### RECORDS SHOWN
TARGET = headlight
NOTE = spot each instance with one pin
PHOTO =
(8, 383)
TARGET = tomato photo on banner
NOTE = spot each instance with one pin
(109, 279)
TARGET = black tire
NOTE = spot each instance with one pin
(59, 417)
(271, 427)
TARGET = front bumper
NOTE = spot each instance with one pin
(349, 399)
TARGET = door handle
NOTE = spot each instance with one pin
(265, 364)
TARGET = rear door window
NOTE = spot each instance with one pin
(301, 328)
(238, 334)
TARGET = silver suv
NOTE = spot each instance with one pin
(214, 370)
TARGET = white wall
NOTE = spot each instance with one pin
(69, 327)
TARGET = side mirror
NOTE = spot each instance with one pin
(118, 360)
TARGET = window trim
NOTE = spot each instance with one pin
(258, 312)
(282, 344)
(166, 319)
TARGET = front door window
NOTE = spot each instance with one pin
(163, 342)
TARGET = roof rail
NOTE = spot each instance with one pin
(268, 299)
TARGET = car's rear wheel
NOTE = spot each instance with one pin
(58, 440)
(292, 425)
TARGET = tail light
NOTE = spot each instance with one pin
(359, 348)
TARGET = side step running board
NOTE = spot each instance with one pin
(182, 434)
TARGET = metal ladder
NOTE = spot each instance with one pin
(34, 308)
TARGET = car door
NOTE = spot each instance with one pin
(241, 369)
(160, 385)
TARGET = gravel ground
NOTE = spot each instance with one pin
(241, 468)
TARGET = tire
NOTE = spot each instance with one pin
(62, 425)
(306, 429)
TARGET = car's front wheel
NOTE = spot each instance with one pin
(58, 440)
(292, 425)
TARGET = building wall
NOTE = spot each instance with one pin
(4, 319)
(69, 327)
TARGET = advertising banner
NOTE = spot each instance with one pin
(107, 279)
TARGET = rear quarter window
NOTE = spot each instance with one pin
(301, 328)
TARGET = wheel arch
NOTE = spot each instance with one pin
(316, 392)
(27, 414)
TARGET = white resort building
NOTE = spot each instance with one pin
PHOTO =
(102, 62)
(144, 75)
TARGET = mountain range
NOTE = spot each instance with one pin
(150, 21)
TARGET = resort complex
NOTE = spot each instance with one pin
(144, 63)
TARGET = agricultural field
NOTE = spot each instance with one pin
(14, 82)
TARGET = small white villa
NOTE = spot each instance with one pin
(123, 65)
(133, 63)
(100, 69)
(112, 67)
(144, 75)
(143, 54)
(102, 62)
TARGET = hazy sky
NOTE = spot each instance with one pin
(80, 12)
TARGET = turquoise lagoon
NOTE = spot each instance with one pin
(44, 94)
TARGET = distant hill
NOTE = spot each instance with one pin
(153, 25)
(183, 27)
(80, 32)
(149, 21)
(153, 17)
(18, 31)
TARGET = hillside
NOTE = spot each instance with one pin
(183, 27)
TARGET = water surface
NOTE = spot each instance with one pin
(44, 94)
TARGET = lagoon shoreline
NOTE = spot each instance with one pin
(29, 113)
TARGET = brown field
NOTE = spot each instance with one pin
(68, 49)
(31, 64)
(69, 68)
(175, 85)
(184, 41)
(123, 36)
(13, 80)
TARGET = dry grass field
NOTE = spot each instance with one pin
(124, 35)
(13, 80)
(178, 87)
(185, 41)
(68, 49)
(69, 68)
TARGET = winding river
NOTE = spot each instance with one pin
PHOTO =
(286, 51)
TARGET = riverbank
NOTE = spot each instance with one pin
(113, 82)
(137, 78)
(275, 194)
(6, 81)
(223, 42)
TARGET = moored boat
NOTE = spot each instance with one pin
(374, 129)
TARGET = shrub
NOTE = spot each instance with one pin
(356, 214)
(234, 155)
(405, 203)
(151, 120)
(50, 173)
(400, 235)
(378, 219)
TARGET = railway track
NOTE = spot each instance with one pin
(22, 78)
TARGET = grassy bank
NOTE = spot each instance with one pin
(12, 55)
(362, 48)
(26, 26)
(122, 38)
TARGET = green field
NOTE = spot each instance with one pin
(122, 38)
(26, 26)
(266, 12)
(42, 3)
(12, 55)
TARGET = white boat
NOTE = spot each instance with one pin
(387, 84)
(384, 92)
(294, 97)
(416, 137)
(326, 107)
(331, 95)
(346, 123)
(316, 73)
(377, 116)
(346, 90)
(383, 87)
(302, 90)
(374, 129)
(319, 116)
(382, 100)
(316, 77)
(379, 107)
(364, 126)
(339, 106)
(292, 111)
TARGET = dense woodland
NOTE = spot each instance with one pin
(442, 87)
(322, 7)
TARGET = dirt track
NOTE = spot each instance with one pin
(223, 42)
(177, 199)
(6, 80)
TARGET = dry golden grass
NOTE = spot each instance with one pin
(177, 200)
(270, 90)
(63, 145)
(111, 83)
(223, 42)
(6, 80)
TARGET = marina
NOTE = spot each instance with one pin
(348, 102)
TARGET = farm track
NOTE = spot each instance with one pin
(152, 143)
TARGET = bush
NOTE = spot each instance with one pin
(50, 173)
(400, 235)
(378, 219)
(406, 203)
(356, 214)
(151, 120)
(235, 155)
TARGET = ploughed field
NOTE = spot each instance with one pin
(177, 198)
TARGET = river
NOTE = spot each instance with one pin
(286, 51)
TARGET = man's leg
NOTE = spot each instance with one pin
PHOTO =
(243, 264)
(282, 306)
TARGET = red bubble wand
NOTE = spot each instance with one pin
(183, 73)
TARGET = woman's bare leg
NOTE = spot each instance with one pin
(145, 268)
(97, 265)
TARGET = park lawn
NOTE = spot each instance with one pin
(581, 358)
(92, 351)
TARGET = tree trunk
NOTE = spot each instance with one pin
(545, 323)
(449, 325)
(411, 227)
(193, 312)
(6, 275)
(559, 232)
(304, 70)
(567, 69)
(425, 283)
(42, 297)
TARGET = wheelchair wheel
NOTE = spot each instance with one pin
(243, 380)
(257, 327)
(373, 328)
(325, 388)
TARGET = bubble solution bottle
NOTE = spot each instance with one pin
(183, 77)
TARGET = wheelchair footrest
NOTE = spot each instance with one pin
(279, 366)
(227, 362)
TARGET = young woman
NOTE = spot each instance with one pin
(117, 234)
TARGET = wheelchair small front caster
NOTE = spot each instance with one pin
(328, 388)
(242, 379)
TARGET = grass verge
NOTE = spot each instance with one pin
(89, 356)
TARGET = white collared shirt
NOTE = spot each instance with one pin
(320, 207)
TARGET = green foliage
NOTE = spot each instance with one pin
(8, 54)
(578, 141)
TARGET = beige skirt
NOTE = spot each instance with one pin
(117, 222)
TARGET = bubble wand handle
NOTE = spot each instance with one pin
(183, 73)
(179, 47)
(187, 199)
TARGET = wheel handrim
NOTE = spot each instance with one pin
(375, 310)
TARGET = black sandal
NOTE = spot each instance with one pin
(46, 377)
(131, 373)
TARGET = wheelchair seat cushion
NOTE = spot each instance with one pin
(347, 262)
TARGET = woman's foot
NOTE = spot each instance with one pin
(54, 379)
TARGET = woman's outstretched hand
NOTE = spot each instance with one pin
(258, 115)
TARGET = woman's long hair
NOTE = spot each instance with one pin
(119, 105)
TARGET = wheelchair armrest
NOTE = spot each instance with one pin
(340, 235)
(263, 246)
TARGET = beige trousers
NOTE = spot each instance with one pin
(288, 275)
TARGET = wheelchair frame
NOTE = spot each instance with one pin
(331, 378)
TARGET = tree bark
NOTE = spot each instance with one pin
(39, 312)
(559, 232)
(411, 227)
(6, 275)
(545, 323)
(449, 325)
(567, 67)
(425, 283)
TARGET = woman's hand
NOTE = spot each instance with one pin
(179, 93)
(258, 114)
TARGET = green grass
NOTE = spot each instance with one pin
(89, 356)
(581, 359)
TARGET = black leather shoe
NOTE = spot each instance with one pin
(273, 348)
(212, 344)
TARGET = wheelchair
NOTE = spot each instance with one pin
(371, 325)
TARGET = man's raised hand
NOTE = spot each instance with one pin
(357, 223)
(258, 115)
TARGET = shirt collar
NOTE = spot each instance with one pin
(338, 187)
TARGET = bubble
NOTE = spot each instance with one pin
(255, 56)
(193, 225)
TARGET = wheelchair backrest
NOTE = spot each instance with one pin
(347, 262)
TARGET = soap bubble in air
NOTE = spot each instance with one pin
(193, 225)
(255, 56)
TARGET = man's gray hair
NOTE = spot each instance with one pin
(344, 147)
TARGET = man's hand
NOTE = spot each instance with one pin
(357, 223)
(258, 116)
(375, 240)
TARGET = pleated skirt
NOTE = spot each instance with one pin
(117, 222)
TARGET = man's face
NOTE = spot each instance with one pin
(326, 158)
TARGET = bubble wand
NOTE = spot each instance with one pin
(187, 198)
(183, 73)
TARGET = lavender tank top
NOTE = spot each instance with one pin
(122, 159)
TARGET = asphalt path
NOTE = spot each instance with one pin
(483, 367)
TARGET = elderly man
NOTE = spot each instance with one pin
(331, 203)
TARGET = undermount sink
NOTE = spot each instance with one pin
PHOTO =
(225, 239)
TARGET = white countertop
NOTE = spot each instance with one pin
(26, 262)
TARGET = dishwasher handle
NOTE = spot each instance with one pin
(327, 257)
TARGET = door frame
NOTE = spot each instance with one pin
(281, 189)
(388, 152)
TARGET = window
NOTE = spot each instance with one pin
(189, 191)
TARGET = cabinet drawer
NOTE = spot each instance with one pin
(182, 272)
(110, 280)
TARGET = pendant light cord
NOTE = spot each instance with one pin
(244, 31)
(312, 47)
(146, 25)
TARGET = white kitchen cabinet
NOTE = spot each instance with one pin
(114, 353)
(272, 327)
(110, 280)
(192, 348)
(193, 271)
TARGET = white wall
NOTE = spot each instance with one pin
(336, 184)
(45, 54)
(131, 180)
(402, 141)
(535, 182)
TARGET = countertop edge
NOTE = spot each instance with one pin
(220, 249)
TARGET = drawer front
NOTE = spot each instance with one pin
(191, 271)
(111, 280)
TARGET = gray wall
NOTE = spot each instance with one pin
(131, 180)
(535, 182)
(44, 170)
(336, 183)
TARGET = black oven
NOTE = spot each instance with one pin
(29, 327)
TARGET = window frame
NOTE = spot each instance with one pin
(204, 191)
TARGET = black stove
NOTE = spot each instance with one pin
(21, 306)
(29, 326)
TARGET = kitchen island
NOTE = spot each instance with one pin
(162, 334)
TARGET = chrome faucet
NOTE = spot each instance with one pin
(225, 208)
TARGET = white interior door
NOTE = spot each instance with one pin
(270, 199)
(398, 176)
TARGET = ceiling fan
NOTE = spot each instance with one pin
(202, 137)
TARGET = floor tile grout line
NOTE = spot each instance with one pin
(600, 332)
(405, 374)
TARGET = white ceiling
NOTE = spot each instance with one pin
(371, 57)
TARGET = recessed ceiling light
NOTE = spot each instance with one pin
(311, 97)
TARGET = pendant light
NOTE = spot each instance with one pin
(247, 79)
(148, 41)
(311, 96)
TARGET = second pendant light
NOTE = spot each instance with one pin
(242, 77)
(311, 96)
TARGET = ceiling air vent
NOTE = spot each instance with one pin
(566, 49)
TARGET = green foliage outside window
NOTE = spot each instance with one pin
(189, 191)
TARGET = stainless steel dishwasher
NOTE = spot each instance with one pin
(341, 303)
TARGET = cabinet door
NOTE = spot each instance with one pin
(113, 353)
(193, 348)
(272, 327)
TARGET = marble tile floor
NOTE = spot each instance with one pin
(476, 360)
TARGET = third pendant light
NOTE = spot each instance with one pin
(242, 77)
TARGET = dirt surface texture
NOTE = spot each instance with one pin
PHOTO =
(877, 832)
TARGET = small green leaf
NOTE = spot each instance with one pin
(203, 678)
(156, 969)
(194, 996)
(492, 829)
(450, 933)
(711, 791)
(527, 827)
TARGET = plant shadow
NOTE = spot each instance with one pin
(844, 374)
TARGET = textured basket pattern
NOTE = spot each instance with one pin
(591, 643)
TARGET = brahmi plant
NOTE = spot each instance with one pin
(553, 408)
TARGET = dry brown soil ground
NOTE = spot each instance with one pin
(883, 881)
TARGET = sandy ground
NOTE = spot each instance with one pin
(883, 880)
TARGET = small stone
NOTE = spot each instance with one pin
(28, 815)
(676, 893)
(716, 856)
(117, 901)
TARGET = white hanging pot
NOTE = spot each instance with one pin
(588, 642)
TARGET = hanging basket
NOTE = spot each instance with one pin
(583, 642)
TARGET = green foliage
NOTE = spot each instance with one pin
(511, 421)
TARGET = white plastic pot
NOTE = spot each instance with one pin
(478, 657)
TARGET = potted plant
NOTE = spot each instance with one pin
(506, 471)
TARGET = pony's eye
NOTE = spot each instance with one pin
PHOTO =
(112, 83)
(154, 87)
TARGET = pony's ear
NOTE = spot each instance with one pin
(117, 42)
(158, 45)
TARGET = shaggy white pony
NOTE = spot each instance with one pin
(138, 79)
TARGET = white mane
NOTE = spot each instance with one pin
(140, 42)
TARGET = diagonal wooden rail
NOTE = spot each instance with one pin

### SHORT EXERCISE
Give back exactly the lines from the one containing "TARGET = white hanging pot" to the end of the material, both ends included.

### FULL RESPONSE
TARGET = white hanging pot
NOTE = spot each instance with one pin
(588, 642)
TARGET = hanging basket
NOTE = spot each instance with one pin
(583, 642)
TARGET = green foliage
NOTE = spot each instance with one pin
(511, 421)
TARGET = white plastic pot
NOTE = spot each instance with one pin
(478, 657)
TARGET = potted plant
NOTE = spot each instance with one pin
(506, 471)
TARGET = pony's eye
NOTE = spot each instance with one pin
PHOTO =
(112, 83)
(154, 87)
TARGET = pony's ear
NOTE = spot each instance with one pin
(117, 42)
(158, 45)
TARGET = shaggy white pony
NOTE = spot each instance with one pin
(138, 79)
TARGET = white mane
NOTE = spot each instance with one pin
(140, 42)
TARGET = diagonal wooden rail
NOTE = spot each instance with one pin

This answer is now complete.